_Saved entries_:
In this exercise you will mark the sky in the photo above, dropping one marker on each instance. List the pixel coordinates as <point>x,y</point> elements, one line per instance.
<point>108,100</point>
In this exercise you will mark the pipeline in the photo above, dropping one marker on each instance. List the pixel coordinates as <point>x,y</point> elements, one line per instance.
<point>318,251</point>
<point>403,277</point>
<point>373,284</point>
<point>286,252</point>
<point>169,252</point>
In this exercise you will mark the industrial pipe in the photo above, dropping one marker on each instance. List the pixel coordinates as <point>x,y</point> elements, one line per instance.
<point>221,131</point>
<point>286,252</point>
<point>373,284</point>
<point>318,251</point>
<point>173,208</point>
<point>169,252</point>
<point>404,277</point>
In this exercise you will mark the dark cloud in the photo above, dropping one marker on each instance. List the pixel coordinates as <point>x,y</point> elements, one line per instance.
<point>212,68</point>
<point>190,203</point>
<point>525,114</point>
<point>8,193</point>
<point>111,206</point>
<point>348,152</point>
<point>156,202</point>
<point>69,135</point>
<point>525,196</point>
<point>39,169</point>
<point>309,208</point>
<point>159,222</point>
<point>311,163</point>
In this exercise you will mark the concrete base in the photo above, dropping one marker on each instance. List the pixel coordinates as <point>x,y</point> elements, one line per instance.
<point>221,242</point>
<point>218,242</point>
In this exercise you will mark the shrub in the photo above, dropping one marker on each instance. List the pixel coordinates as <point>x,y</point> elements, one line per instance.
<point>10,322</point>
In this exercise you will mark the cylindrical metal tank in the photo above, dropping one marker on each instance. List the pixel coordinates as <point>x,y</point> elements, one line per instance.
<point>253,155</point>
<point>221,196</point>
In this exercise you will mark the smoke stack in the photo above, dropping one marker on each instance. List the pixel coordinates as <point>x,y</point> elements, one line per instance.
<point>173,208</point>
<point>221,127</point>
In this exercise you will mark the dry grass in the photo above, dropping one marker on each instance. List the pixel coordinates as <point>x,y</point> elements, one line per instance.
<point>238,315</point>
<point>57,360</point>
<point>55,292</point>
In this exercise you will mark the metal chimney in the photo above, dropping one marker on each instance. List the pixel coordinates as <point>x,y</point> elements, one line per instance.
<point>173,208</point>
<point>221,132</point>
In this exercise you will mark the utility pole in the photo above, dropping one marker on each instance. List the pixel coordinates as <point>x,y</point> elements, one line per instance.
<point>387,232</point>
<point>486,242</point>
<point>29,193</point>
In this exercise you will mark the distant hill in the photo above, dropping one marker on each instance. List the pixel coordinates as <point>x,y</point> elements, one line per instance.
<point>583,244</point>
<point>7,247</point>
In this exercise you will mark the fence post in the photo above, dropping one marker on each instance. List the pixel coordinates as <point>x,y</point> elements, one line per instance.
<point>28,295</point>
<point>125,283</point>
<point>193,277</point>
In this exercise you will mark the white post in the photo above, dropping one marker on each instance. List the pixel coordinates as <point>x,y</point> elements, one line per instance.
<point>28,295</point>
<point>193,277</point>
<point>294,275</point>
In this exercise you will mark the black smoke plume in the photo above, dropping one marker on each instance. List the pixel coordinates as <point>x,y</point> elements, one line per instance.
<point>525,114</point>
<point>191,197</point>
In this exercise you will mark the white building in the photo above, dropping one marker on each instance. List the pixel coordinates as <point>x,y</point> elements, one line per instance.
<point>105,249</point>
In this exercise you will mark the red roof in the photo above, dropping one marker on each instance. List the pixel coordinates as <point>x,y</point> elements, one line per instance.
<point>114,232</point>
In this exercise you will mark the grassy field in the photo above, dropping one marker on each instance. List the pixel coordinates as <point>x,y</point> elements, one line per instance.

_YOUR OBJECTIVE_: Write the entries above out again, unchanged and complete.

_RESULT FOR THIS TASK_:
In this exercise you will mark the sky in the photo above, dropping one marker on each instance. List the pixel coordinates as <point>x,y</point> elements, one line per instance.
<point>108,100</point>
In this exercise you will mark the pipeline in the photo above, dropping one marker on each instance. List the pixel coordinates as <point>x,y</point> elements, one line per instance.
<point>318,251</point>
<point>403,277</point>
<point>373,284</point>
<point>286,252</point>
<point>169,252</point>
In this exercise you will mark the industrial pipe in the photo above, dropping one marker on each instance. List the pixel coordinates as <point>x,y</point> elements, one line per instance.
<point>221,131</point>
<point>286,252</point>
<point>373,284</point>
<point>318,251</point>
<point>173,208</point>
<point>169,252</point>
<point>404,277</point>
In this exercise you will mark the dark cloud in the photo above, dropping one marker on each instance. List the pixel coordinates as <point>x,y</point> elements, one line per instance.
<point>212,68</point>
<point>190,203</point>
<point>525,114</point>
<point>8,193</point>
<point>111,206</point>
<point>348,152</point>
<point>156,202</point>
<point>69,135</point>
<point>525,196</point>
<point>39,169</point>
<point>309,208</point>
<point>159,222</point>
<point>311,163</point>
In this exercise you will mark the concrete base in the photo above, dropping one marker on each instance. List the pixel coordinates as <point>x,y</point> elements, one line per instance.
<point>221,242</point>
<point>218,242</point>
In this exercise you will mark the shrub in the photo above, dropping one marker on each instance. List the pixel coordinates as <point>x,y</point> elements, one line per instance.
<point>10,322</point>
In this exercise you will mark the cylindrical metal tank in the photo above, dropping one marker on each instance. List the pixel coordinates as <point>x,y</point> elements, one line per instance.
<point>253,155</point>
<point>221,196</point>
In this exercise you will mark the smoke stack in the photo above, dropping one marker on each instance. List the pixel coordinates as <point>x,y</point> elements, one line per instance.
<point>173,208</point>
<point>221,127</point>
In this exercise you will mark the dry grass in the photo above, dropping one marker on each instance. List the pixel coordinates as <point>x,y</point> elements, one line per instance.
<point>238,315</point>
<point>57,360</point>
<point>55,292</point>
In this exercise you will mark the metal chimney in the photo above, dropping one marker on each instance. List the pixel coordinates as <point>x,y</point> elements, one line per instance.
<point>173,208</point>
<point>221,132</point>
In this exercise you will mark the utility pole in the photo above, dropping one marker on each instance. List the pixel coordinates as <point>x,y</point> elements, one line per instance.
<point>387,232</point>
<point>486,242</point>
<point>29,193</point>
In this exercise you will mark the distant hill in the photo above, dropping one marker on each instance. List the pixel coordinates as <point>x,y</point> elements, one line per instance.
<point>583,244</point>
<point>7,247</point>
In this exercise you will mark the fence post in the photo above, dropping one marker on each instance. List the pixel coordinates as <point>x,y</point> elements, one line per instance.
<point>28,295</point>
<point>125,283</point>
<point>193,277</point>
In this exercise you will mark the white post in the photo above, dropping one marker on each instance. List the pixel coordinates as <point>x,y</point> elements, one line per instance.
<point>28,295</point>
<point>193,277</point>
<point>294,275</point>
In this exercise you will mark the black smoke plume in the photo above, dropping one marker on each instance. List the pixel coordinates as <point>x,y</point> elements, one line per instance.
<point>525,114</point>
<point>191,197</point>
In this exercise you will mark the white building in the photo above, dropping one marker on each instance. List the pixel coordinates as <point>x,y</point> elements, one line per instance.
<point>105,249</point>
In this exercise you will mark the red roof in the photo above, dropping one marker on each instance. List the pixel coordinates as <point>x,y</point> elements, one line per instance.
<point>114,232</point>
In this exercise you will mark the grassy field in the photo above, dropping one marker on each instance. List the pixel coordinates as <point>x,y</point> elements, one line per instance.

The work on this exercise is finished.